Key terms for this chapter:

Term	Meaning
`CSV`	A plain-text table where each row is a record
`DataFrame`	A Pandas table with rows, columns, names, and indexes
`Series`	One column from a DataFrame
`dtype`	The data type of a column or array
`EDA`	Exploratory Data Analysis: first-pass exploration before modeling
`groupby`	Split by category, calculate statistics, then combine
`merge` / `join`	Combine tables by shared keys

First Runnable Loop

Install the two packages once:

python -m pip install pandas matplotlib

Then run this script in an empty practice folder. It creates dirty data, cleans it, summarizes it, and saves one chart.

from io import StringIO
import pandas as pd
import matplotlib.pyplot as plt

raw = StringIO("""topic,minutes
Python,45
Pandas,30
Python,45
Visualization,
Pandas,300
""")

df = pd.read_csv(raw)
print("Before cleaning")
print(df)

clean_df = df.drop_duplicates()
clean_df["minutes"] = clean_df["minutes"].fillna(clean_df["minutes"].median())
clean_df = clean_df[clean_df["minutes"] <= 180]

summary = clean_df.groupby("topic")["minutes"].sum().sort_values(ascending=False)
print("\nAfter cleaning")
print(summary)

summary.plot(kind="bar", title="Study minutes by topic")
plt.ylabel("minutes")
plt.tight_layout()
plt.savefig("topic_minutes.png")
print("\nSaved chart: topic_minutes.png")

Expected shape:

Before cleaning
...
After cleaning
topic
Python           45.0
Visualization    ...

» WORK ORDER 1:
In the Pandas tutorial excerpt, what does the abbreviation EDA stand for?
» WORK ORDER 2:
Translate this sentence from the Pandas tutorial excerpt into Spanish: "It creates dirty data, cleans it, summarizes it, and saves one chart."
» WORK ORDER 3:
List every term in the key terms table of the Pandas tutorial excerpt, giving each row's term as one item.

» Collected data:
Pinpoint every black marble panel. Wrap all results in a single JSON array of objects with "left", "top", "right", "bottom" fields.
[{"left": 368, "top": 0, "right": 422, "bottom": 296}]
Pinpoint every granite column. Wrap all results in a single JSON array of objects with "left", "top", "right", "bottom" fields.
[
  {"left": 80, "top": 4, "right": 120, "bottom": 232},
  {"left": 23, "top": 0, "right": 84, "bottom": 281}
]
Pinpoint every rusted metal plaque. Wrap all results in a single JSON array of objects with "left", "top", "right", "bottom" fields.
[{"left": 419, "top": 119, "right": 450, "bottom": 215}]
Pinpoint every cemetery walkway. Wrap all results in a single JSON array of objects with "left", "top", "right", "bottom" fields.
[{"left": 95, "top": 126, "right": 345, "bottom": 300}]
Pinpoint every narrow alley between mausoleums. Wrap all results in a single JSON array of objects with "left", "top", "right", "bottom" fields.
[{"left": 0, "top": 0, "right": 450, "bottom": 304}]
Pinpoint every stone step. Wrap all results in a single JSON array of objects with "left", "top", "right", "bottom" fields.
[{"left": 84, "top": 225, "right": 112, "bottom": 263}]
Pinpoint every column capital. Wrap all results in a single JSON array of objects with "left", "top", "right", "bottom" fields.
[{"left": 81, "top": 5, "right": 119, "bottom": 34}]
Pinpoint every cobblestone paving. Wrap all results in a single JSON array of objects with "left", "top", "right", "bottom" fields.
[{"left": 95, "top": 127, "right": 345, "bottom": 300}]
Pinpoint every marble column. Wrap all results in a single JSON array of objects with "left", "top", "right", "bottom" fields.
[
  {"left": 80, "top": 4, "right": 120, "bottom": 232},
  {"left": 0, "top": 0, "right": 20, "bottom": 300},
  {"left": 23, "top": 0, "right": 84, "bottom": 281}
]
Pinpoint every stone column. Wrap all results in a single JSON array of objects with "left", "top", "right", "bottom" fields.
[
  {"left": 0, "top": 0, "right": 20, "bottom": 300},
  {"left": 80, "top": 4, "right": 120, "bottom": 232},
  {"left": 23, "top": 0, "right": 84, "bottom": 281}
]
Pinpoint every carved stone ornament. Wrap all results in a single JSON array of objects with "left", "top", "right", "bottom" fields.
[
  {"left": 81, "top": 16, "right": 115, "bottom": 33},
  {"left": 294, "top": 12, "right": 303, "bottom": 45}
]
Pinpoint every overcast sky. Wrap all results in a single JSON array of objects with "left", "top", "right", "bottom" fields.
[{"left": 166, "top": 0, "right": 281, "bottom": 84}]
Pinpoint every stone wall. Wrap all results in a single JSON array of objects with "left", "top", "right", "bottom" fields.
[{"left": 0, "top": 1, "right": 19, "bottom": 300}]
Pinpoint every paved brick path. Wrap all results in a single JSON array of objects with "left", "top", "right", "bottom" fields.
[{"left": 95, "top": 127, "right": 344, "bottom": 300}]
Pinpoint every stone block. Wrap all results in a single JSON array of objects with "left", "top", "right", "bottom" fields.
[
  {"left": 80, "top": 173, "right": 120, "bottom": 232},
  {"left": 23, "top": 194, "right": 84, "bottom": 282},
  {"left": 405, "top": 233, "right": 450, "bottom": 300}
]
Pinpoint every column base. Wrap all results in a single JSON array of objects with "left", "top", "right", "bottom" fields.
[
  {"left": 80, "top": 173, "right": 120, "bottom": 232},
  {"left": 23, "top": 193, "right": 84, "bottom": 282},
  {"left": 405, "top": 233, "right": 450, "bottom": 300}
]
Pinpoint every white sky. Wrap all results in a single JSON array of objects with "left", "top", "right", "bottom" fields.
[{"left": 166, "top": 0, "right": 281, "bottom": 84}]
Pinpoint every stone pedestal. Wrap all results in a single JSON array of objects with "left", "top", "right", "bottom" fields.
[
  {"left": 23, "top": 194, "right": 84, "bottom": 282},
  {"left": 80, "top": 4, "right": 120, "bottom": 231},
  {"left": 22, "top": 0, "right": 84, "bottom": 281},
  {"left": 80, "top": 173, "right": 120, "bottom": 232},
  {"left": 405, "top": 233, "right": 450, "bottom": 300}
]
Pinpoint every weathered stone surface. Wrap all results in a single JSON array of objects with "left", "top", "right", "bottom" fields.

» WRITTEN SOLUTION 1:
Exploratory Data Analysis

» WRITTEN SOLUTION 2:
Crea datos sucios, los limpia, los resume y guarda un gráfico.

» WRITTEN SOLUTION 3:
- CSV
- DataFrame
- Series
- dtype
- EDA
- groupby
- merge / join